• **Records for the task**:
- - - -
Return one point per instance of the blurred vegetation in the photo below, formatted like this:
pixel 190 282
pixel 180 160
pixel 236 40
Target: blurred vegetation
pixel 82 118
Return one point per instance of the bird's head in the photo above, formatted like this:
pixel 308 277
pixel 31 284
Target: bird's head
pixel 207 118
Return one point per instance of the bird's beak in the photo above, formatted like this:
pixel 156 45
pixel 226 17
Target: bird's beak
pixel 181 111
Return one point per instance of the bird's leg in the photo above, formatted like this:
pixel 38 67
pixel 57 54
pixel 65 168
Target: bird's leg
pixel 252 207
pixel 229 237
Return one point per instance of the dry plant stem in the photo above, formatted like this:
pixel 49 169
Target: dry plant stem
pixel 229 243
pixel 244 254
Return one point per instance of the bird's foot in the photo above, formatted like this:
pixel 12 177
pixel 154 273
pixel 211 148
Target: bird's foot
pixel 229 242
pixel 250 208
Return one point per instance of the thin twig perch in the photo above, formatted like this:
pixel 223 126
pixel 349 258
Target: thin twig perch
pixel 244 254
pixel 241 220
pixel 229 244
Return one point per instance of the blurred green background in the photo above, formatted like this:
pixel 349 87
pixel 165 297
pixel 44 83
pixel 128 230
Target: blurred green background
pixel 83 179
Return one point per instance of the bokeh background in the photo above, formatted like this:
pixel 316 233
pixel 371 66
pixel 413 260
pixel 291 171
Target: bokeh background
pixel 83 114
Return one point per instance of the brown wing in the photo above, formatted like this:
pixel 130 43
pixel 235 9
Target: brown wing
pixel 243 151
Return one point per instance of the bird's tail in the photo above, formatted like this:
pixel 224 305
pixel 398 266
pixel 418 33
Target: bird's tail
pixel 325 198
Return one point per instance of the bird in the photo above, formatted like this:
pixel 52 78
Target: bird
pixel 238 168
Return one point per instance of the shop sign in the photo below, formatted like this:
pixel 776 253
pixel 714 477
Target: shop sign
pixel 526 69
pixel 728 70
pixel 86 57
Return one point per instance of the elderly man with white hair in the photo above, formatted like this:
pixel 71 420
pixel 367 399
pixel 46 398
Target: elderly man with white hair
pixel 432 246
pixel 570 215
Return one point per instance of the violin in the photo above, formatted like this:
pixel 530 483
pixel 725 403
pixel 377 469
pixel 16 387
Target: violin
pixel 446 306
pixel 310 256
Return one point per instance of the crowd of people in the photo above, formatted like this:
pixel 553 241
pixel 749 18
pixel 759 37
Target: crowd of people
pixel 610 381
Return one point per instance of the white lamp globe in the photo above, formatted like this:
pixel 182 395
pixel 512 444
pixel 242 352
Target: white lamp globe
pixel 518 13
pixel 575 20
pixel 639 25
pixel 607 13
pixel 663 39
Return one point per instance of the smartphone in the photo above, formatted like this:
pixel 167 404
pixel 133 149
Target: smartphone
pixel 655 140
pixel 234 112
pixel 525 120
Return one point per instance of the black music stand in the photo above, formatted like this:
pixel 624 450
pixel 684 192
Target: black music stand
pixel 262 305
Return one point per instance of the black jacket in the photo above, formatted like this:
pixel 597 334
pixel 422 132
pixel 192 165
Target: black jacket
- - - -
Copy out all of the entries above, substituting "Label" for every instance of "Target" and keeping the rest unchanged.

• **Finished exercise**:
Return one point per instance of the blurred vegetation in the photo below, formatted like this:
pixel 190 282
pixel 180 160
pixel 236 40
Label: blurred vegetation
pixel 82 118
Return one point per instance of the bird's head in the photo above, formatted like this:
pixel 308 277
pixel 31 284
Label: bird's head
pixel 207 118
Return one point per instance of the bird's beak in the photo above, formatted like this:
pixel 156 45
pixel 226 17
Label: bird's beak
pixel 181 111
Return one point per instance of the bird's leg in the photo above, formatted like this:
pixel 38 67
pixel 57 54
pixel 65 168
Label: bird's leg
pixel 252 207
pixel 229 237
Return one point per instance of the dry plant stem in the photo above, formatted like this:
pixel 49 169
Label: dry plant stem
pixel 229 243
pixel 244 254
Return one point per instance of the bird's foot in the photo above, formatted like this:
pixel 12 177
pixel 154 273
pixel 211 148
Label: bird's foot
pixel 229 242
pixel 250 208
Return one point per instance of the thin twig perch in the photo above, formatted like this:
pixel 223 126
pixel 349 258
Label: thin twig perch
pixel 244 254
pixel 241 220
pixel 229 244
Return one point per instance of the blurred green background in the photo above, formatted like this:
pixel 349 87
pixel 165 297
pixel 44 83
pixel 128 230
Label: blurred green background
pixel 83 179
Return one point per instance of the bokeh background in the photo above, formatted like this:
pixel 316 233
pixel 371 66
pixel 413 260
pixel 291 171
Label: bokeh background
pixel 83 114
Return one point per instance of the brown wing in the photo above, formatted like this:
pixel 130 43
pixel 235 9
Label: brown wing
pixel 243 151
Return one point per instance of the bird's tail in the photo above, formatted like this:
pixel 224 305
pixel 398 266
pixel 418 33
Label: bird's tail
pixel 325 198
Return one point per instance of the bird in the photo above, formatted like this:
pixel 52 78
Label: bird
pixel 238 168
Return one point per instance of the shop sign in the photo below, formatted like this:
pixel 776 253
pixel 714 477
Label: shop sign
pixel 526 69
pixel 728 70
pixel 86 57
Return one point per instance of the elderly man with white hair in the photo above, formatted like this:
pixel 71 420
pixel 367 399
pixel 46 398
Label: elderly man with white hair
pixel 432 246
pixel 570 215
Return one point per instance of the violin in the photo above, formatted like this:
pixel 530 483
pixel 725 403
pixel 377 469
pixel 16 387
Label: violin
pixel 446 306
pixel 310 256
Return one point per instance of the crowd of people in the photo above, formatted like this:
pixel 553 241
pixel 749 18
pixel 759 37
Label: crowd of people
pixel 610 381
Return one point per instance of the white lamp globe in the photo above, formatted like this:
pixel 182 395
pixel 512 444
pixel 242 352
Label: white lamp globe
pixel 518 13
pixel 575 20
pixel 639 25
pixel 607 13
pixel 663 39
Return one point per instance of the smartphone in the photo above, formatted like this:
pixel 167 404
pixel 133 149
Label: smartphone
pixel 655 140
pixel 234 112
pixel 525 120
Return one point per instance of the black music stand in the photo above, formatted like this:
pixel 624 450
pixel 684 192
Label: black music stand
pixel 262 305
Return one point per instance of the black jacket in the photo above, formatted like this:
pixel 597 334
pixel 422 132
pixel 192 165
Label: black jacket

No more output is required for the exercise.